TASK PROMPT:
Here is the listing. Print it exactly.
──────── DATA FOR REVIEW
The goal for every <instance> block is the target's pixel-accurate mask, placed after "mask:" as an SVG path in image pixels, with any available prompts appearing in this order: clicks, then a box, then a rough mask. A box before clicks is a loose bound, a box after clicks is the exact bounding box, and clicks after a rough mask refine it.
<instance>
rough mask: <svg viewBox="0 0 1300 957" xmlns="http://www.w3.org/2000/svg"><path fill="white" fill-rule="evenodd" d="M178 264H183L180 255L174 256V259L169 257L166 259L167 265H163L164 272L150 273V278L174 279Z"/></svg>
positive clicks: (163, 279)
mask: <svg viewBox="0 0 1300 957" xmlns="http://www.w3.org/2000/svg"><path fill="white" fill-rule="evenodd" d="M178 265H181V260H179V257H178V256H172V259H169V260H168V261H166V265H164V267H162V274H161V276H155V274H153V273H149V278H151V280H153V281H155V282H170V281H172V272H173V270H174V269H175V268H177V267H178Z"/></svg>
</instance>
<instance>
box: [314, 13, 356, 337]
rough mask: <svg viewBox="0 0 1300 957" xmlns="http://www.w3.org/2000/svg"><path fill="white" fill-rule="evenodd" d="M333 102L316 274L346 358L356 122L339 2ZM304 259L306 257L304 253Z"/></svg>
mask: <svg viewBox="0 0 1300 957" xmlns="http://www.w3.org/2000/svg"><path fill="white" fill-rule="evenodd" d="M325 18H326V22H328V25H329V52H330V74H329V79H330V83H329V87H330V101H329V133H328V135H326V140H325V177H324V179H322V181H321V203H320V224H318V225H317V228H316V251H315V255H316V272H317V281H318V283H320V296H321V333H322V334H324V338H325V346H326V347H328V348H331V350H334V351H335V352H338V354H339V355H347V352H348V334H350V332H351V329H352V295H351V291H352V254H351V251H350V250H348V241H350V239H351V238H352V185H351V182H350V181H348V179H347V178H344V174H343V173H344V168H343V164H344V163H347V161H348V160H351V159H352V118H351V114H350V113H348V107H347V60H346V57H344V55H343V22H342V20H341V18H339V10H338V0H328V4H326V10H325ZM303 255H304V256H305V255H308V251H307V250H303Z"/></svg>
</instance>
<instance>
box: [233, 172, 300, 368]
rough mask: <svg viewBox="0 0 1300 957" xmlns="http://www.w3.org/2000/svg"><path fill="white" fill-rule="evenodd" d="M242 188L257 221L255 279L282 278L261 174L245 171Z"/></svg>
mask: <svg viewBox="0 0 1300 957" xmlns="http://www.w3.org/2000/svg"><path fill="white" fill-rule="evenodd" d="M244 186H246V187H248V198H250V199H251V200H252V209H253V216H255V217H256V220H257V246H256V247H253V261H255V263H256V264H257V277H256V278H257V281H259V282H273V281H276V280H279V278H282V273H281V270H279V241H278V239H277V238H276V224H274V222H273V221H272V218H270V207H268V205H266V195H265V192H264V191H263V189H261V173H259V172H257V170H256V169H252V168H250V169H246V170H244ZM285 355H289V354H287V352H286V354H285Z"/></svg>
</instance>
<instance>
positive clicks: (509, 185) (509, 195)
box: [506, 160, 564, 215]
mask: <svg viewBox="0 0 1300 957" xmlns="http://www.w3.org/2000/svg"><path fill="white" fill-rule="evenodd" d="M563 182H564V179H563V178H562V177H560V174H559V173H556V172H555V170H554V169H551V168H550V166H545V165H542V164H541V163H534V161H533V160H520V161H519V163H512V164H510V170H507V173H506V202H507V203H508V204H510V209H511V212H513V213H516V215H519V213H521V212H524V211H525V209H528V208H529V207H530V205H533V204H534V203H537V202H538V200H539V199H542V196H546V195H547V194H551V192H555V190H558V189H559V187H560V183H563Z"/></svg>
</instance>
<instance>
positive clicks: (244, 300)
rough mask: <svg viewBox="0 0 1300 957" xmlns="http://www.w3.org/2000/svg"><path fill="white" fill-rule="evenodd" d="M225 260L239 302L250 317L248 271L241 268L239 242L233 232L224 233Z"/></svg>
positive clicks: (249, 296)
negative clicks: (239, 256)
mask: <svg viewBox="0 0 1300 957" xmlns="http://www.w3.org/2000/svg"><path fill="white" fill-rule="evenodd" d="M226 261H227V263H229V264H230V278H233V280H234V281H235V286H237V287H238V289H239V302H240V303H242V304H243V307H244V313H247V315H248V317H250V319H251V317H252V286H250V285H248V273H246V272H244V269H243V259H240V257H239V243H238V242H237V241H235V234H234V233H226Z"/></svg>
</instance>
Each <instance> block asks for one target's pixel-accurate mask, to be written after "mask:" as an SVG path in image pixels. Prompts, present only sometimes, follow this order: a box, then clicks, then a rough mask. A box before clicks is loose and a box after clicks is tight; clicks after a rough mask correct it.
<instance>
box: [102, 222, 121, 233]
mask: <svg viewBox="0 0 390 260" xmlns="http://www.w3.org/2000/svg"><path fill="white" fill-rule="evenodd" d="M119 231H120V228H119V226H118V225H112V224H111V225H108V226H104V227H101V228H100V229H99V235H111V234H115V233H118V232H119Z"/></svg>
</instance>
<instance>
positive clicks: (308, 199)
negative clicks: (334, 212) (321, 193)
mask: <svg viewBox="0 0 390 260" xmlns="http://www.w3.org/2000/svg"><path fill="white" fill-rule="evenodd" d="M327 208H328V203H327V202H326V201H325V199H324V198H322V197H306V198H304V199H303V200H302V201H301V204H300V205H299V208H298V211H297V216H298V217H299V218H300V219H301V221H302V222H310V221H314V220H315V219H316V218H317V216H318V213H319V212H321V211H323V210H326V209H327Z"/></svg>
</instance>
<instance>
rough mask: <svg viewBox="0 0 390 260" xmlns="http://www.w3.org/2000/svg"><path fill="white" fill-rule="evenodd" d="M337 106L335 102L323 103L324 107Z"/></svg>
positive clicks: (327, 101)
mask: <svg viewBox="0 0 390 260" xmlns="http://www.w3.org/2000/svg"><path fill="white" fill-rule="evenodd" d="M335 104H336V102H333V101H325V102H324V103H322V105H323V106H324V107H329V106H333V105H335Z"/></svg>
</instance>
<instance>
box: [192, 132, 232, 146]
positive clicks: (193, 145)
────────────────
SOLUTION TO THIS EXERCISE:
The goal for every <instance> block is the target's pixel-accurate mask, placed after "mask:" as an SVG path in image pixels, with any available prompts appearing in this order: clicks, then a box, then a rough mask. A box before clicks is a loose bound, a box after clicks is the exact bounding box, and clicks after a rough mask refine it.
<instance>
rough mask: <svg viewBox="0 0 1300 957" xmlns="http://www.w3.org/2000/svg"><path fill="white" fill-rule="evenodd" d="M178 264H183L180 255L174 256V259L169 257L166 259L167 265H163L164 272L150 273V278L174 279Z"/></svg>
positive clicks: (163, 279)
mask: <svg viewBox="0 0 1300 957" xmlns="http://www.w3.org/2000/svg"><path fill="white" fill-rule="evenodd" d="M178 265H181V260H179V257H178V256H172V259H169V260H168V261H166V265H164V267H162V274H161V276H155V274H153V273H149V278H151V280H153V281H155V282H170V281H172V272H173V270H174V269H175V268H177V267H178Z"/></svg>
</instance>
<instance>
box: [314, 13, 356, 337]
rough mask: <svg viewBox="0 0 1300 957" xmlns="http://www.w3.org/2000/svg"><path fill="white" fill-rule="evenodd" d="M333 102L316 274L346 358L356 122L339 2ZM304 259L306 257L304 253Z"/></svg>
mask: <svg viewBox="0 0 1300 957" xmlns="http://www.w3.org/2000/svg"><path fill="white" fill-rule="evenodd" d="M325 18H326V22H328V25H329V52H330V74H329V79H330V83H329V87H330V101H329V133H328V135H326V140H325V177H324V179H322V181H321V203H320V224H318V225H317V228H316V251H315V255H316V272H317V281H318V283H320V296H321V333H322V334H324V338H325V346H326V347H328V348H331V350H334V351H335V352H338V354H339V355H347V352H348V334H350V332H351V329H352V295H351V291H352V254H351V251H350V250H348V241H350V239H351V238H352V185H351V182H350V181H348V179H347V178H344V174H343V173H344V168H343V164H344V163H347V161H348V160H351V159H352V118H351V114H350V113H348V107H347V60H346V57H344V55H343V22H342V20H341V18H339V10H338V0H328V4H326V10H325ZM303 255H304V256H305V255H308V251H307V250H303Z"/></svg>
</instance>
<instance>
box: [233, 172, 300, 368]
rough mask: <svg viewBox="0 0 1300 957" xmlns="http://www.w3.org/2000/svg"><path fill="white" fill-rule="evenodd" d="M242 188L257 221L255 279L282 278L261 174L245 171Z"/></svg>
mask: <svg viewBox="0 0 1300 957" xmlns="http://www.w3.org/2000/svg"><path fill="white" fill-rule="evenodd" d="M244 186H246V187H248V198H250V199H251V200H252V209H253V216H255V217H256V220H257V246H256V247H253V261H255V263H256V264H257V277H256V278H257V281H259V282H273V281H276V280H279V278H282V273H281V270H279V241H278V239H277V238H276V224H274V222H273V221H272V218H270V207H268V205H266V195H265V192H264V191H263V189H261V173H259V172H257V170H256V169H252V168H250V169H246V170H244ZM285 355H289V354H287V352H286V354H285Z"/></svg>
</instance>
<instance>
positive clicks: (509, 185) (509, 195)
box: [506, 160, 564, 215]
mask: <svg viewBox="0 0 1300 957" xmlns="http://www.w3.org/2000/svg"><path fill="white" fill-rule="evenodd" d="M563 182H564V179H563V178H562V177H560V174H559V173H556V172H555V170H554V169H551V168H550V166H545V165H542V164H541V163H534V161H533V160H520V161H519V163H512V164H510V170H507V173H506V202H507V203H508V204H510V209H511V212H513V213H516V215H519V213H521V212H524V211H525V209H528V208H529V207H530V205H533V204H534V203H537V202H538V200H539V199H542V196H546V195H547V194H551V192H555V190H558V189H559V187H560V183H563Z"/></svg>
</instance>
<instance>
positive clicks: (244, 300)
rough mask: <svg viewBox="0 0 1300 957" xmlns="http://www.w3.org/2000/svg"><path fill="white" fill-rule="evenodd" d="M225 260L239 302L250 317L248 271L241 268L239 242L233 232L224 233Z"/></svg>
positive clicks: (249, 296)
negative clicks: (239, 256)
mask: <svg viewBox="0 0 1300 957" xmlns="http://www.w3.org/2000/svg"><path fill="white" fill-rule="evenodd" d="M226 261H227V263H229V264H230V278H233V280H234V281H235V286H237V287H238V289H239V302H240V303H242V304H243V307H244V313H247V315H248V317H250V319H251V317H252V286H250V285H248V273H246V272H244V269H243V259H240V257H239V243H238V242H237V241H235V234H234V233H226Z"/></svg>
</instance>
Each <instance> block asks for one target's pixel-accurate mask, to be written after "mask:" as an SVG path in image pixels. Prompts, present only sometimes, follow this order: a box, then clicks, then a rough mask. A box before clicks is loose and a box after clicks is tight; clicks after a rough mask correct it.
<instance>
box: [102, 222, 121, 233]
mask: <svg viewBox="0 0 390 260" xmlns="http://www.w3.org/2000/svg"><path fill="white" fill-rule="evenodd" d="M119 231H120V228H119V226H118V225H112V224H111V225H108V226H104V227H101V228H100V229H99V235H111V234H115V233H118V232H119Z"/></svg>
</instance>
<instance>
positive clicks: (308, 199)
negative clicks: (334, 212) (321, 193)
mask: <svg viewBox="0 0 390 260" xmlns="http://www.w3.org/2000/svg"><path fill="white" fill-rule="evenodd" d="M327 208H328V203H327V202H326V201H325V199H324V198H322V197H306V198H304V199H303V200H302V201H301V204H300V205H299V208H298V211H297V216H298V217H299V218H300V219H301V221H302V222H310V221H314V220H315V219H316V218H317V216H318V213H319V212H321V211H323V210H326V209H327Z"/></svg>
</instance>
<instance>
rough mask: <svg viewBox="0 0 390 260" xmlns="http://www.w3.org/2000/svg"><path fill="white" fill-rule="evenodd" d="M337 106L335 102L323 103L324 107Z"/></svg>
positive clicks: (327, 101)
mask: <svg viewBox="0 0 390 260" xmlns="http://www.w3.org/2000/svg"><path fill="white" fill-rule="evenodd" d="M335 104H336V102H333V101H325V102H324V103H322V105H323V106H324V107H329V106H333V105H335Z"/></svg>
</instance>
<instance>
box: [192, 132, 232, 146]
positive clicks: (193, 145)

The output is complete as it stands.